*Problems to work on:*
1 - Which people does the passage on Brackpool's water dealings mention by name?
2 - Answer these from the passage on Brackpool's water dealings:
(a) In which county is the Rudnick property?
(b) Who wrote the LA Times article last June?
(c) In which desert is Brackpool's water project?

*Provided passage:*
——————

He also managed to out-duel the DWP for the Rudnick property in Kern County which is perfect for a wind farm with DWP power lines running through it, a deal he instantly made a handsome profit on by selling half the land to the city of Vernon and while keeping the other half available to sell to the DWP should the opportunity arise someday.
Brackpool.jpg
Then, there's Brackpool, the Cadiz water project "visionary" who also had Antonio on his payroll as well as Susan Kennedy, the governor's chief of staff who previously played a key role for Grey Davis, another best pal of Brackpool's..

Last June, Michael Hiltzik in the LA Times wrote a brilliant article tracing the Kennedy connection to Gov. Schwarzenegger's startling decision to revive Brackpool's Mojave Desert water project, noting the British promoter "continues to attract political sycophants happy to attest to his wisdom in the ways of water policy -- while they accept campaign contributions and consulting fees from him and his company."

Hiltzik concluded that Brackpool's maneuvers show "how to mix politics and water: For a catalyst, try liberal amounts of cash."

——————

*Excerpted records:*
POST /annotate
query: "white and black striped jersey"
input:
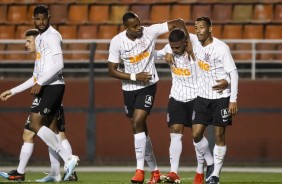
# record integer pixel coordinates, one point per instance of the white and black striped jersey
(185, 76)
(215, 62)
(47, 45)
(137, 56)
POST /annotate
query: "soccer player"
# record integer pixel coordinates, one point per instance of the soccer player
(58, 125)
(48, 85)
(213, 108)
(134, 49)
(185, 76)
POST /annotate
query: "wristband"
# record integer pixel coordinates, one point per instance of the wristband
(133, 76)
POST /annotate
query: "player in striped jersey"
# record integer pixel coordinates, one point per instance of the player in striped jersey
(184, 90)
(134, 48)
(213, 108)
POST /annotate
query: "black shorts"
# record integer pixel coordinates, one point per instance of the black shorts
(212, 112)
(49, 100)
(139, 99)
(180, 112)
(60, 120)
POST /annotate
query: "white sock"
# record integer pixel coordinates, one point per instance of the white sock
(207, 153)
(218, 153)
(26, 152)
(67, 146)
(200, 151)
(55, 162)
(175, 150)
(140, 145)
(49, 137)
(149, 155)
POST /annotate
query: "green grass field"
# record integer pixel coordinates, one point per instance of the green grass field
(124, 177)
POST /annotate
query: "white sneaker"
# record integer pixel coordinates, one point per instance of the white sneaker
(70, 166)
(50, 178)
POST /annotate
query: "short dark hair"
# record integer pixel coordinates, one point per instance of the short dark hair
(206, 19)
(41, 9)
(128, 15)
(177, 35)
(32, 32)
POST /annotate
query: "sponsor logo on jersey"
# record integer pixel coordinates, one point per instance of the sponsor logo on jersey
(181, 71)
(143, 55)
(204, 65)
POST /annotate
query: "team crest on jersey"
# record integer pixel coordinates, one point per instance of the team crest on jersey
(148, 101)
(224, 113)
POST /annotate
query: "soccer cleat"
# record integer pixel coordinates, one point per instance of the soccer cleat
(155, 177)
(138, 177)
(72, 177)
(214, 180)
(199, 179)
(70, 166)
(171, 177)
(50, 178)
(209, 172)
(15, 176)
(4, 175)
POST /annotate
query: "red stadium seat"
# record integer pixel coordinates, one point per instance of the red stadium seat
(242, 13)
(7, 32)
(263, 12)
(17, 14)
(200, 10)
(253, 32)
(181, 11)
(68, 31)
(117, 11)
(232, 32)
(87, 32)
(99, 14)
(3, 11)
(78, 14)
(21, 29)
(156, 16)
(143, 12)
(59, 13)
(222, 13)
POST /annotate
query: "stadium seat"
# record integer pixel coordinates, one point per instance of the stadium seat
(232, 32)
(200, 10)
(87, 32)
(253, 31)
(78, 14)
(7, 31)
(117, 11)
(222, 13)
(156, 16)
(273, 32)
(263, 12)
(68, 31)
(99, 14)
(143, 12)
(181, 11)
(15, 52)
(278, 13)
(17, 14)
(21, 29)
(29, 16)
(2, 48)
(3, 11)
(242, 13)
(59, 13)
(217, 31)
(265, 47)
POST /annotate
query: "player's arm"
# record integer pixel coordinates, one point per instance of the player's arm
(9, 93)
(179, 23)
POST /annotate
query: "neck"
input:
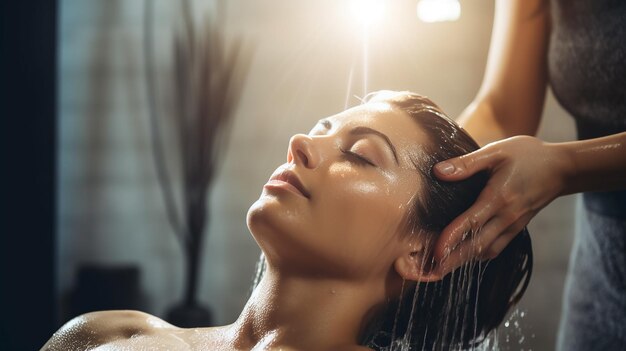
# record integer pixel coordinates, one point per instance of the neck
(304, 313)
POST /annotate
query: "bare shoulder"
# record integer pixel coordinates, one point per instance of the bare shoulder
(95, 329)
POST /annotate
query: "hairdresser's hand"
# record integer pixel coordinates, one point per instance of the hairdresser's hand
(526, 174)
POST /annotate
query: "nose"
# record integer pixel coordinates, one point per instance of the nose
(303, 151)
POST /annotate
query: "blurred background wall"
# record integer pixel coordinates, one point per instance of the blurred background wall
(308, 62)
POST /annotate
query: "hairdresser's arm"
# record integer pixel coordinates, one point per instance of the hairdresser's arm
(511, 97)
(526, 175)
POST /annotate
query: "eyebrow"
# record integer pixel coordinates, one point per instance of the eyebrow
(366, 130)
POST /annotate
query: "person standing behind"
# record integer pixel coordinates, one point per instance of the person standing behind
(579, 48)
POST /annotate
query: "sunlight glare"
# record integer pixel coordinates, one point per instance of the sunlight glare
(438, 10)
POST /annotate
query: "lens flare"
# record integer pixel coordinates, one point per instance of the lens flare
(367, 12)
(438, 10)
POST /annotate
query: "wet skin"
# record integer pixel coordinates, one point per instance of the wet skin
(330, 222)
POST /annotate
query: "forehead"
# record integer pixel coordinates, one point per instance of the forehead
(398, 126)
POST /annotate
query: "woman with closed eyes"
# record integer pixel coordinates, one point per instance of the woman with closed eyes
(347, 226)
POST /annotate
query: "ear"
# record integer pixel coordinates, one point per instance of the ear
(414, 265)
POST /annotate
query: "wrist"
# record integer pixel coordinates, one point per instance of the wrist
(565, 165)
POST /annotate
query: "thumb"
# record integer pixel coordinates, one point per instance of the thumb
(462, 167)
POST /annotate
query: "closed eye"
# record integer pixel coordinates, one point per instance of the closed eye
(356, 158)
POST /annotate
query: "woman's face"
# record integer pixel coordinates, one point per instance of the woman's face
(338, 206)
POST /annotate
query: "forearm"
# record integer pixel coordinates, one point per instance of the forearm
(595, 164)
(511, 97)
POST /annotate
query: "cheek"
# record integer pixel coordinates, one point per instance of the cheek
(361, 205)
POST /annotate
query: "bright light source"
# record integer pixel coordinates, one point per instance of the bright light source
(438, 10)
(367, 12)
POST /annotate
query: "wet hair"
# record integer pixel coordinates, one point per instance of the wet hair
(460, 310)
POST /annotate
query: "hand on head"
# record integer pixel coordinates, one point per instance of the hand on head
(526, 174)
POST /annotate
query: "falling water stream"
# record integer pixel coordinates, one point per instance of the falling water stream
(508, 336)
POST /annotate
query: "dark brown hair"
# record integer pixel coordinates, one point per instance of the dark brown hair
(460, 310)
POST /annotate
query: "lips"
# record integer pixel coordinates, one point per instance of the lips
(290, 178)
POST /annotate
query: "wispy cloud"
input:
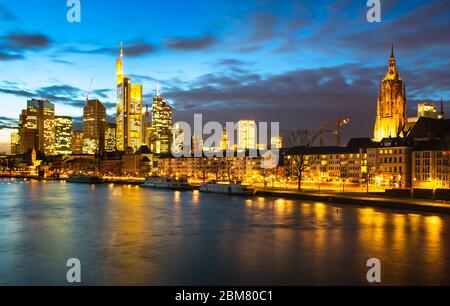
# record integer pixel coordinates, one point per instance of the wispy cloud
(190, 44)
(5, 14)
(133, 50)
(8, 123)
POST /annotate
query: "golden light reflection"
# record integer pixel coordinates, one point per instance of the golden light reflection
(196, 197)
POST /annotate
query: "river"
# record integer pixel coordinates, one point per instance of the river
(127, 235)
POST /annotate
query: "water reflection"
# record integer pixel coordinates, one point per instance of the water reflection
(129, 235)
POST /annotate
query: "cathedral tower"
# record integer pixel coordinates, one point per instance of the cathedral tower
(391, 107)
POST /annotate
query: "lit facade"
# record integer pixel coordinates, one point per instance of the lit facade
(63, 137)
(110, 137)
(37, 127)
(427, 110)
(247, 134)
(94, 120)
(161, 130)
(244, 169)
(129, 110)
(431, 167)
(391, 106)
(77, 142)
(393, 167)
(15, 143)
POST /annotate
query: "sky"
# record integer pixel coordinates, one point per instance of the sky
(297, 62)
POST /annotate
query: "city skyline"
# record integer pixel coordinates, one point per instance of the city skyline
(256, 80)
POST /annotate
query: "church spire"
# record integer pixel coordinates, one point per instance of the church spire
(442, 113)
(392, 64)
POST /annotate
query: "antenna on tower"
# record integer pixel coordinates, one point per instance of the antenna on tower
(158, 89)
(89, 89)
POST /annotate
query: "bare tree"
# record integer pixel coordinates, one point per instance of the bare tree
(215, 167)
(228, 167)
(204, 167)
(298, 145)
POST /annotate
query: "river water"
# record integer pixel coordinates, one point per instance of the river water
(127, 235)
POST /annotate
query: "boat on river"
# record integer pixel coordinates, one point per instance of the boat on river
(233, 189)
(166, 183)
(85, 179)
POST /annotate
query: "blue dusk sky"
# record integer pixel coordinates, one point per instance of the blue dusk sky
(301, 63)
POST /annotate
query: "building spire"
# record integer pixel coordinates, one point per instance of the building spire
(158, 89)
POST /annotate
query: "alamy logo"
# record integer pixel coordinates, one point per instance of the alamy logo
(374, 13)
(74, 273)
(374, 273)
(74, 13)
(252, 140)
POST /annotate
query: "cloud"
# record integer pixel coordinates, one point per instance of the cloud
(190, 44)
(5, 14)
(8, 123)
(133, 50)
(20, 41)
(303, 98)
(10, 57)
(60, 94)
(14, 45)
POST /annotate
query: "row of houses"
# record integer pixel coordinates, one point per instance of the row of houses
(418, 160)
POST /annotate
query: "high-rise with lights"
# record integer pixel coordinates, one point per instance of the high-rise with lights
(161, 130)
(247, 134)
(129, 110)
(94, 120)
(37, 127)
(63, 135)
(391, 107)
(110, 137)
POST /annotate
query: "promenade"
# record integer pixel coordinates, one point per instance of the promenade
(362, 199)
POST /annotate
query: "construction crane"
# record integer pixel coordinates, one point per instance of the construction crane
(334, 128)
(89, 89)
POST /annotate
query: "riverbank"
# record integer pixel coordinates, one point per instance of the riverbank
(424, 206)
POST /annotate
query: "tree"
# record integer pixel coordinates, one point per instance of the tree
(298, 153)
(204, 167)
(215, 167)
(228, 167)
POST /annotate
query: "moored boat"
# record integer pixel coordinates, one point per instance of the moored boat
(233, 189)
(85, 179)
(166, 183)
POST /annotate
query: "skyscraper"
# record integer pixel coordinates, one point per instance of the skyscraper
(135, 117)
(77, 142)
(94, 119)
(37, 127)
(247, 134)
(441, 112)
(146, 127)
(161, 130)
(15, 143)
(391, 107)
(27, 133)
(110, 137)
(63, 135)
(129, 110)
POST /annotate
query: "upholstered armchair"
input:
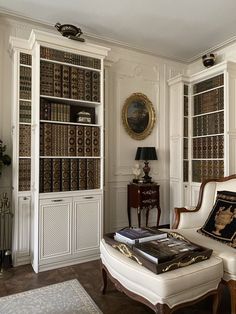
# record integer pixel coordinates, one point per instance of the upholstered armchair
(189, 221)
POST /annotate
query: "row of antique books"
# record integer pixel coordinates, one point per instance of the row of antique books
(25, 111)
(25, 59)
(69, 140)
(69, 82)
(208, 147)
(54, 111)
(24, 174)
(207, 169)
(67, 174)
(67, 57)
(24, 140)
(208, 84)
(209, 102)
(25, 82)
(208, 124)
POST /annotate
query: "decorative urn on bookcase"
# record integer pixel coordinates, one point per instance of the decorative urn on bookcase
(66, 188)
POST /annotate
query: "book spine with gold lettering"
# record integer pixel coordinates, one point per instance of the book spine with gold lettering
(74, 174)
(79, 140)
(56, 175)
(87, 141)
(82, 182)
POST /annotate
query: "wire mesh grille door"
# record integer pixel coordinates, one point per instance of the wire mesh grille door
(5, 233)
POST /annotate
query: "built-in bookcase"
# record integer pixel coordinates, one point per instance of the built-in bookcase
(58, 150)
(202, 130)
(24, 142)
(208, 129)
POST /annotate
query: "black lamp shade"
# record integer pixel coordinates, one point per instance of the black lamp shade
(146, 153)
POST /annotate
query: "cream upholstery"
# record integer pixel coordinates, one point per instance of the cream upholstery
(197, 219)
(221, 250)
(171, 288)
(187, 222)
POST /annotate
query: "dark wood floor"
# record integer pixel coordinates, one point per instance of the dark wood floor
(23, 278)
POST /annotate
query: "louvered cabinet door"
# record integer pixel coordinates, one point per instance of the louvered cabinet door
(55, 230)
(87, 225)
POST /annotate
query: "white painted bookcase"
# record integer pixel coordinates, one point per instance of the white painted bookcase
(53, 228)
(184, 187)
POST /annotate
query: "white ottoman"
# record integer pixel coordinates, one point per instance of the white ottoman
(163, 292)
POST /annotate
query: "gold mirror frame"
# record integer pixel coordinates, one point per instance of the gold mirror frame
(134, 118)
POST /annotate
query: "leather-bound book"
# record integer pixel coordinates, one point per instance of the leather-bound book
(82, 182)
(97, 173)
(65, 174)
(41, 173)
(74, 83)
(57, 80)
(65, 81)
(87, 84)
(95, 141)
(79, 140)
(87, 141)
(47, 136)
(47, 175)
(95, 86)
(25, 140)
(81, 84)
(46, 78)
(90, 174)
(56, 175)
(74, 174)
(45, 110)
(41, 144)
(71, 140)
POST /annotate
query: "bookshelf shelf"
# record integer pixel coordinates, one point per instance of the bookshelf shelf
(58, 149)
(70, 123)
(71, 65)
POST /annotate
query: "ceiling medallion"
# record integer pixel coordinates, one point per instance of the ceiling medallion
(70, 31)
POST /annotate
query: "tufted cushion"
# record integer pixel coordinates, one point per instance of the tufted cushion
(173, 287)
(221, 222)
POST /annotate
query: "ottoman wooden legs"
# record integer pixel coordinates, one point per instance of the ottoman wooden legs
(158, 308)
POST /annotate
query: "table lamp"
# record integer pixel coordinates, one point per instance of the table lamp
(146, 154)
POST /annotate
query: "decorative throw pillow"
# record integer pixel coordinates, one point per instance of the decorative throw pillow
(221, 222)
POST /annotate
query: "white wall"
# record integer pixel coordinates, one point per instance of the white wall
(127, 71)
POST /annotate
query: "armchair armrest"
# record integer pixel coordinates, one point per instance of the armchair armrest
(181, 219)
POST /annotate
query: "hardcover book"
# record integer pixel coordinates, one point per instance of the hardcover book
(82, 183)
(87, 141)
(56, 175)
(95, 141)
(65, 174)
(79, 140)
(71, 140)
(47, 175)
(74, 174)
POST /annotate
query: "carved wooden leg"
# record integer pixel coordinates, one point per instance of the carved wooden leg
(215, 304)
(104, 280)
(232, 288)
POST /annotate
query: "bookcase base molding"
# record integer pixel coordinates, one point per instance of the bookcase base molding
(57, 128)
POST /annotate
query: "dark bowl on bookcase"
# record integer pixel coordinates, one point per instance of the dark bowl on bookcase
(208, 60)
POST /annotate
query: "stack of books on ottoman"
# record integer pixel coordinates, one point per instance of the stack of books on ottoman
(157, 250)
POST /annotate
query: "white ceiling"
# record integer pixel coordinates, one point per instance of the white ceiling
(178, 29)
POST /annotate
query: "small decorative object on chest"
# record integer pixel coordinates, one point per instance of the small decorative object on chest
(143, 197)
(146, 154)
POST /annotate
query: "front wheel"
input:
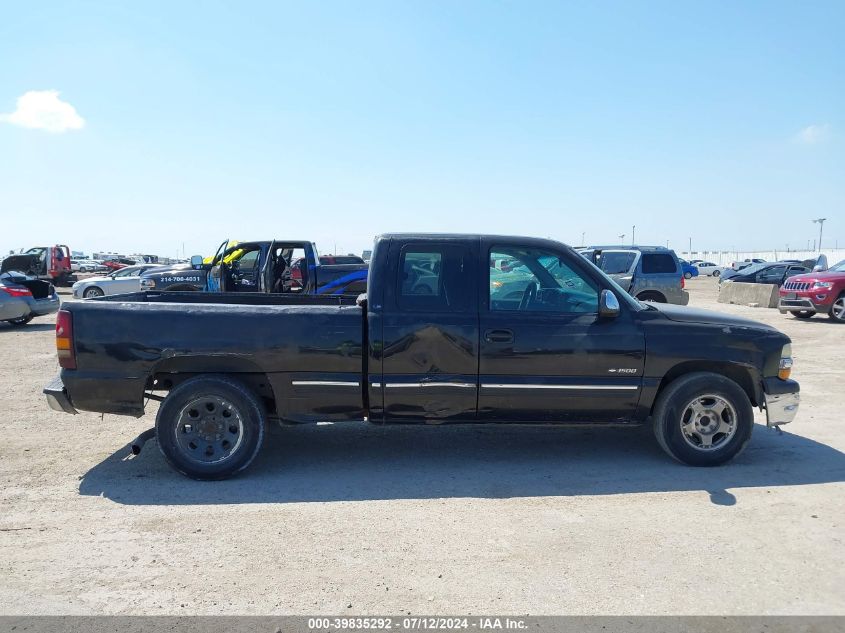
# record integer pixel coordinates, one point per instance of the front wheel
(210, 427)
(703, 419)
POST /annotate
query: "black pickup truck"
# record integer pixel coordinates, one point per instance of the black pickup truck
(441, 336)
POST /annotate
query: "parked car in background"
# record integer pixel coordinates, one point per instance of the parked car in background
(690, 270)
(117, 264)
(268, 266)
(433, 343)
(770, 273)
(745, 263)
(648, 273)
(815, 293)
(709, 269)
(122, 281)
(340, 260)
(24, 297)
(49, 263)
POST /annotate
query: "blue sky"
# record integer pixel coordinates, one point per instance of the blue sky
(720, 121)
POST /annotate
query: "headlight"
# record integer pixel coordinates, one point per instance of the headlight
(785, 366)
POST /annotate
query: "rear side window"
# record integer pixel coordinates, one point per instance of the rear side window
(434, 278)
(654, 263)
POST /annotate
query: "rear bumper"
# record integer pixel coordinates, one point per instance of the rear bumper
(781, 400)
(48, 305)
(57, 396)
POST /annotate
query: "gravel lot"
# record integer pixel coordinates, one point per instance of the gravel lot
(456, 520)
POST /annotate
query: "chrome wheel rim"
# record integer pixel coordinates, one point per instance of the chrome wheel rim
(708, 422)
(838, 309)
(209, 430)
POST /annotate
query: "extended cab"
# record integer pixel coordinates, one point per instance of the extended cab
(441, 336)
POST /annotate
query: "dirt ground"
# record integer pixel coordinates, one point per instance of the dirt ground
(460, 520)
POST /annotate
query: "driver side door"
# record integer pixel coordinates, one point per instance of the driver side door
(545, 356)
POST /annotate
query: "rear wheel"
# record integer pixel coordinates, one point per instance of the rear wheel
(21, 320)
(210, 427)
(703, 419)
(837, 310)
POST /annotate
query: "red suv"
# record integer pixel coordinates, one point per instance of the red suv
(810, 293)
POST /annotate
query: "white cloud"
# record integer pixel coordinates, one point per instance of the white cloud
(43, 110)
(813, 134)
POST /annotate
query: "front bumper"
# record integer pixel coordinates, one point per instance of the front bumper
(57, 396)
(804, 304)
(781, 400)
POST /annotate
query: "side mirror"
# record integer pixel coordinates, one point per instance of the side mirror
(608, 305)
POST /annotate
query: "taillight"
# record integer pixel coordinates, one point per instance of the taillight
(64, 340)
(16, 292)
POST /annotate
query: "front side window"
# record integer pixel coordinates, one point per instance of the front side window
(540, 281)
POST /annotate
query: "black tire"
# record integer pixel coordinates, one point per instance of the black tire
(651, 296)
(22, 320)
(670, 412)
(176, 432)
(838, 307)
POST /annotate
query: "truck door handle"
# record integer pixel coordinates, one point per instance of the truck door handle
(498, 336)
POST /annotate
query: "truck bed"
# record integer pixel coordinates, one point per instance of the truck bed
(305, 352)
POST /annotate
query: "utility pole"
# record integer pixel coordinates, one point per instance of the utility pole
(820, 222)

——————

*Task-by-task results:*
1 - Brackpool, Antonio, Susan Kennedy, Grey Davis, Michael Hiltzik, Schwarzenegger

2 -
(a) Kern County
(b) Michael Hiltzik
(c) The Mojave Desert